= Task item =
Your reply must hold the lines from the one containing "Keypoint placement for each instance of the queen" to the end of the entries, copied exactly, with pictures excluded.

= Region pointing data =

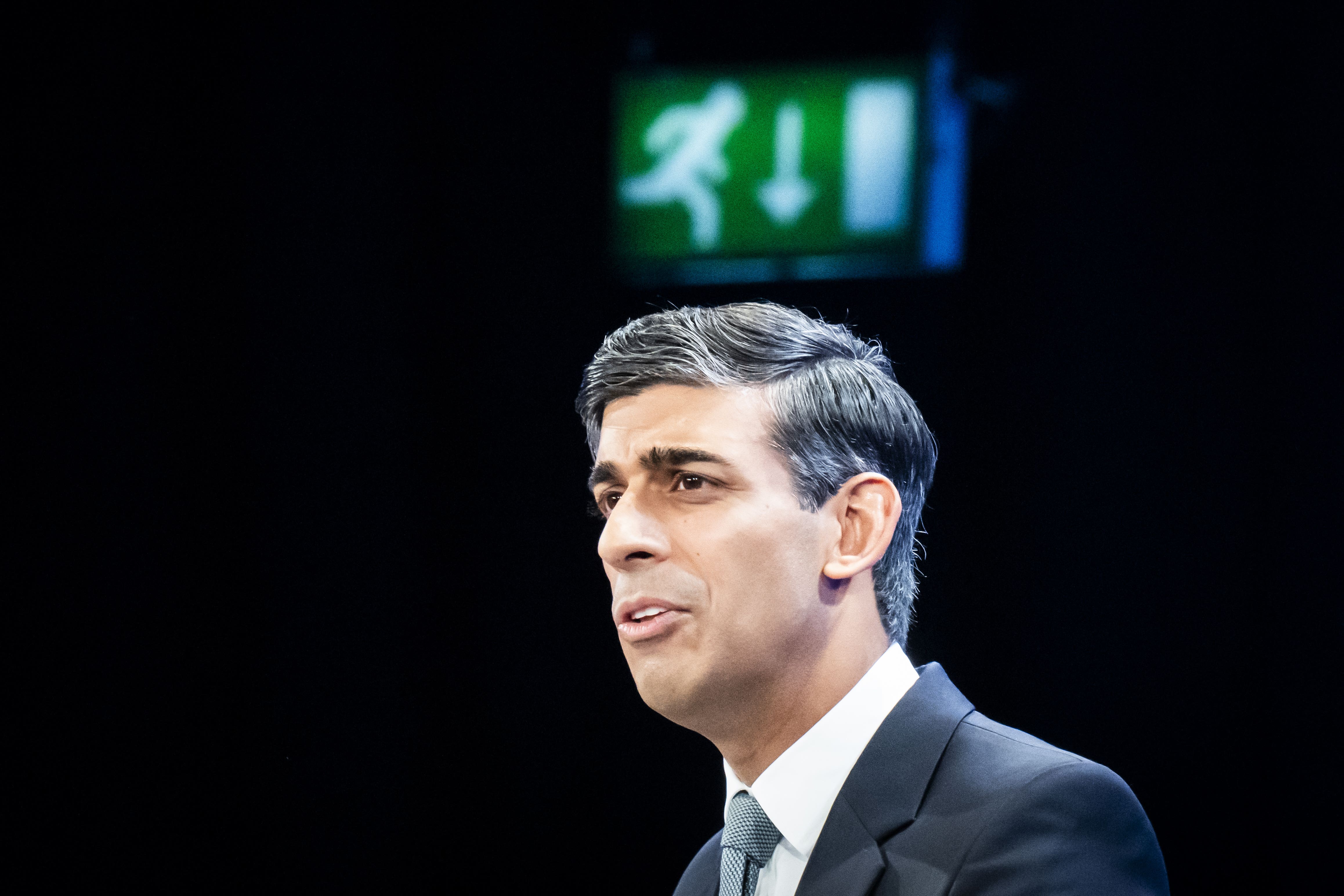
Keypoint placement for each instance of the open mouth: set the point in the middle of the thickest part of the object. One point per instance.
(648, 622)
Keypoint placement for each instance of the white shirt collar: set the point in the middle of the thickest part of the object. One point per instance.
(800, 786)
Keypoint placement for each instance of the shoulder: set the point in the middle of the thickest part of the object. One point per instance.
(1037, 816)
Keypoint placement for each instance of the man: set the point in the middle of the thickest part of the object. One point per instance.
(763, 475)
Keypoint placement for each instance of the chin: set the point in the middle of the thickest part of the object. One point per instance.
(670, 690)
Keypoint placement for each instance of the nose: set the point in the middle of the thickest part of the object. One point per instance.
(631, 537)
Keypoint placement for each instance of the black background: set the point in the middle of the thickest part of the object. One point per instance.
(318, 597)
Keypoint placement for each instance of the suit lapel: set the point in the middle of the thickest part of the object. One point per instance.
(702, 876)
(885, 789)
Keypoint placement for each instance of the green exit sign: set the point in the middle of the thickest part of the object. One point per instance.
(788, 173)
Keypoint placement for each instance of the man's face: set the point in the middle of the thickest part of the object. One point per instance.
(716, 570)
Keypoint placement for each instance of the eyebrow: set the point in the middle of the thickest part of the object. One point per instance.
(656, 459)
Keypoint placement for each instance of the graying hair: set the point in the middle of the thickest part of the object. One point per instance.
(837, 405)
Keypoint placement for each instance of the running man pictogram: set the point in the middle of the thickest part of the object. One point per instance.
(689, 139)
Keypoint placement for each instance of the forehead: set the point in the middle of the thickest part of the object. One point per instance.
(725, 421)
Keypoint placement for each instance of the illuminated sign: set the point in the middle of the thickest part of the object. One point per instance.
(788, 174)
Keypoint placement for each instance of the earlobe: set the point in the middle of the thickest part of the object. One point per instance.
(867, 508)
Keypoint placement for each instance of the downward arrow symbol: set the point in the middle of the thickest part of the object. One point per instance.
(788, 194)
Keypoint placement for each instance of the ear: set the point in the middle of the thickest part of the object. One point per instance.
(867, 508)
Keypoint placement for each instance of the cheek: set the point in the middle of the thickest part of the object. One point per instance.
(767, 563)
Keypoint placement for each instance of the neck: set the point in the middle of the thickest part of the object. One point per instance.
(796, 700)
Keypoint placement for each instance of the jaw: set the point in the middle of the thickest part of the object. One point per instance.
(716, 696)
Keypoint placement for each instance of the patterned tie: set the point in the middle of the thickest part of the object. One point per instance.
(749, 839)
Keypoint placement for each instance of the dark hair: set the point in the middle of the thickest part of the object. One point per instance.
(838, 409)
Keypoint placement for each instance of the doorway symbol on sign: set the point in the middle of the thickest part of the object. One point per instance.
(788, 194)
(687, 139)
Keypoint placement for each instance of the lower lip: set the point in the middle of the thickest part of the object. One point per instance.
(650, 627)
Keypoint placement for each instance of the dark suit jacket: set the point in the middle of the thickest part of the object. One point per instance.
(944, 801)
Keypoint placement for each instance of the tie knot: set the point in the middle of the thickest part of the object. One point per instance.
(750, 829)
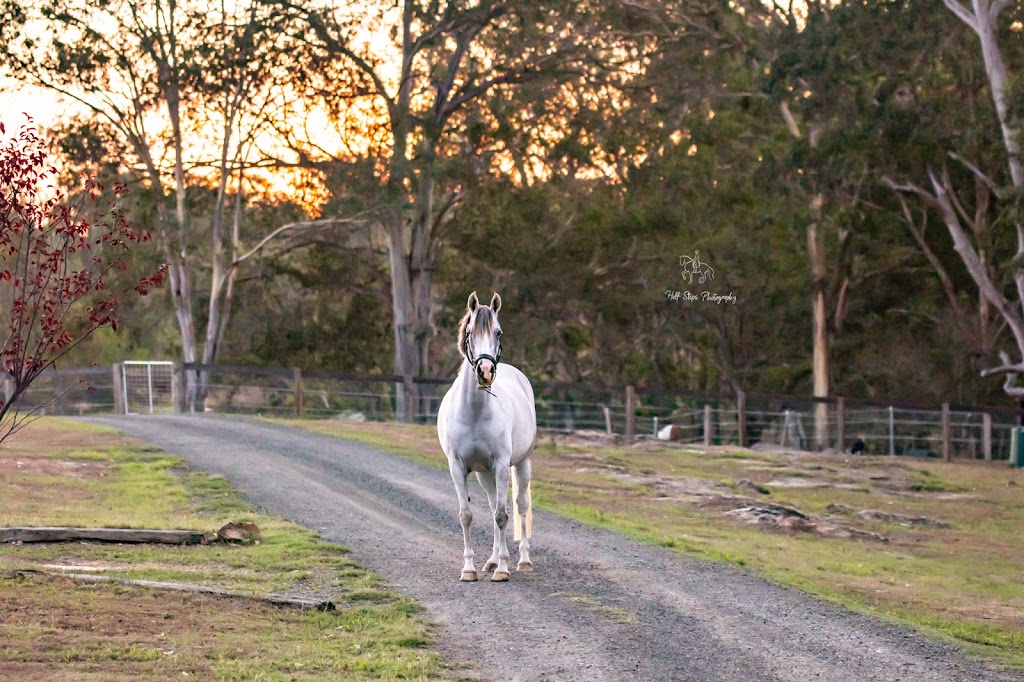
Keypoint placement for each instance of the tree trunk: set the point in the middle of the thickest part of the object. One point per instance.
(820, 363)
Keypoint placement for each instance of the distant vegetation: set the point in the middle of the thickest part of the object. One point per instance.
(329, 185)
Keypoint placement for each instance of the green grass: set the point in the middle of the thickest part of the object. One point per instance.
(961, 584)
(114, 631)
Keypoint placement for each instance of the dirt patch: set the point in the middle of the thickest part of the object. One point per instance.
(11, 465)
(114, 632)
(46, 436)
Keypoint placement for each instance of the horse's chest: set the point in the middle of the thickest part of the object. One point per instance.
(478, 450)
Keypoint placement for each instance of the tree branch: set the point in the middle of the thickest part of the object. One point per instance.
(963, 13)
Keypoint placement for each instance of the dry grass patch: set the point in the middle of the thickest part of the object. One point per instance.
(53, 627)
(964, 582)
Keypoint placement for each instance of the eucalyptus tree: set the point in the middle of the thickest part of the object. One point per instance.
(976, 188)
(186, 90)
(402, 82)
(834, 71)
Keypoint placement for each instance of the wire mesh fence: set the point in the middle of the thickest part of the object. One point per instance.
(783, 422)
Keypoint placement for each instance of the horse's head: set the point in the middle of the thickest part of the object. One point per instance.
(480, 338)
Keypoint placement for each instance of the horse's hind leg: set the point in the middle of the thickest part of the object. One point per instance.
(489, 486)
(459, 475)
(496, 484)
(522, 520)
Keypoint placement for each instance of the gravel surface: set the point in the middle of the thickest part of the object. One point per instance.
(598, 606)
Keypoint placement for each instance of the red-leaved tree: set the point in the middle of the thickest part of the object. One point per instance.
(56, 255)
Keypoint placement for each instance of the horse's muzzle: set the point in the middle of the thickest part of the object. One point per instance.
(486, 369)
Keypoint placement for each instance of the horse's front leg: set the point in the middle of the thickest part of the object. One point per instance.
(497, 491)
(523, 502)
(501, 522)
(459, 475)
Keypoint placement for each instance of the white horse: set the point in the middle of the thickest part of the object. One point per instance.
(487, 424)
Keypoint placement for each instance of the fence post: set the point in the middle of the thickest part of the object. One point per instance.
(741, 416)
(946, 444)
(892, 431)
(986, 436)
(297, 387)
(840, 424)
(708, 426)
(180, 389)
(119, 389)
(631, 424)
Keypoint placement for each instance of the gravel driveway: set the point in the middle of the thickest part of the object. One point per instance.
(598, 606)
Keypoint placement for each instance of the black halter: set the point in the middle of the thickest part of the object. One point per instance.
(475, 360)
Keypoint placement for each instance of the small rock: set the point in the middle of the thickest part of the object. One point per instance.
(231, 531)
(751, 485)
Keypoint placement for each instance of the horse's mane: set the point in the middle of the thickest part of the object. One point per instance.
(486, 323)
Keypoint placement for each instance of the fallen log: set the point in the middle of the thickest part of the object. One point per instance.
(66, 535)
(275, 599)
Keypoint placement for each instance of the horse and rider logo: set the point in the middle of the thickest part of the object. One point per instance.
(693, 266)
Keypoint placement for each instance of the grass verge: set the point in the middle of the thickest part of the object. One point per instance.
(963, 583)
(60, 473)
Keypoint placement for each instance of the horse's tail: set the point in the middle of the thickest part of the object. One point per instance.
(517, 525)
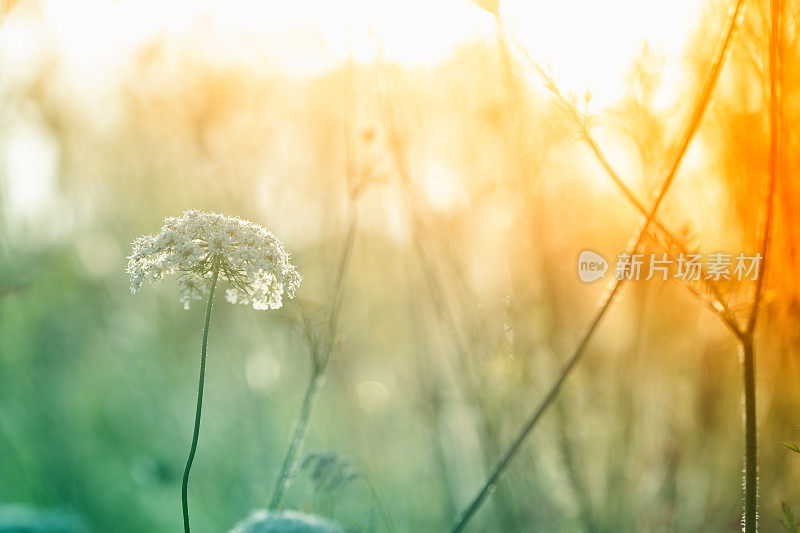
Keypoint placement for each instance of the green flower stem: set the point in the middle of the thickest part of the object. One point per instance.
(299, 436)
(185, 485)
(750, 518)
(319, 361)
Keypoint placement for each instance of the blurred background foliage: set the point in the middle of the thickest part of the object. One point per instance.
(475, 197)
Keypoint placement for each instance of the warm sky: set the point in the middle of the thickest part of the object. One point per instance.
(588, 43)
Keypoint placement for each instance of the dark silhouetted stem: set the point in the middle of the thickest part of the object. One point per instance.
(694, 122)
(299, 436)
(319, 361)
(750, 518)
(199, 409)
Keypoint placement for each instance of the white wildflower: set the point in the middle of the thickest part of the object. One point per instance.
(248, 256)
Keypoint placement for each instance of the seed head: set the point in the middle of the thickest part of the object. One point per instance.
(248, 256)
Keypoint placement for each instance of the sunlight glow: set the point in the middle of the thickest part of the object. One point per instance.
(588, 44)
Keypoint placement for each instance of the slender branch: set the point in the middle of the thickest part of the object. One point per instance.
(581, 119)
(750, 513)
(300, 429)
(608, 297)
(199, 408)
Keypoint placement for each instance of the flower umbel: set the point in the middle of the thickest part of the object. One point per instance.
(251, 259)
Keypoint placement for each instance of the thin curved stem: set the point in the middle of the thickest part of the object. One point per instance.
(299, 436)
(199, 408)
(319, 363)
(750, 516)
(605, 303)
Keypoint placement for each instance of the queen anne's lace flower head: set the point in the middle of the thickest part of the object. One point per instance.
(248, 256)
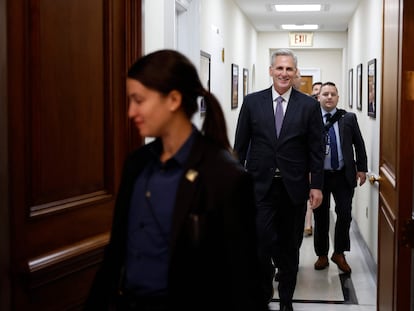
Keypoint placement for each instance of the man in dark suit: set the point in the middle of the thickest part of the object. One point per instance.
(279, 139)
(342, 172)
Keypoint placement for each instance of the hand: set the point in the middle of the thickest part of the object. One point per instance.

= Output of the exercise =
Keypoint placement for each instance of the queen anne's lace flower head: set the point in the middle of the thickest part of the object. One point per instance.
(248, 256)
Keypoint placement for each instance of the man in dark suit: set the point in the middle of the thickest part of the object. One point per instance.
(279, 139)
(342, 172)
Keypoint placement for each instance of the hand: set the point in the middle of the thickest part of the object. One point per instance.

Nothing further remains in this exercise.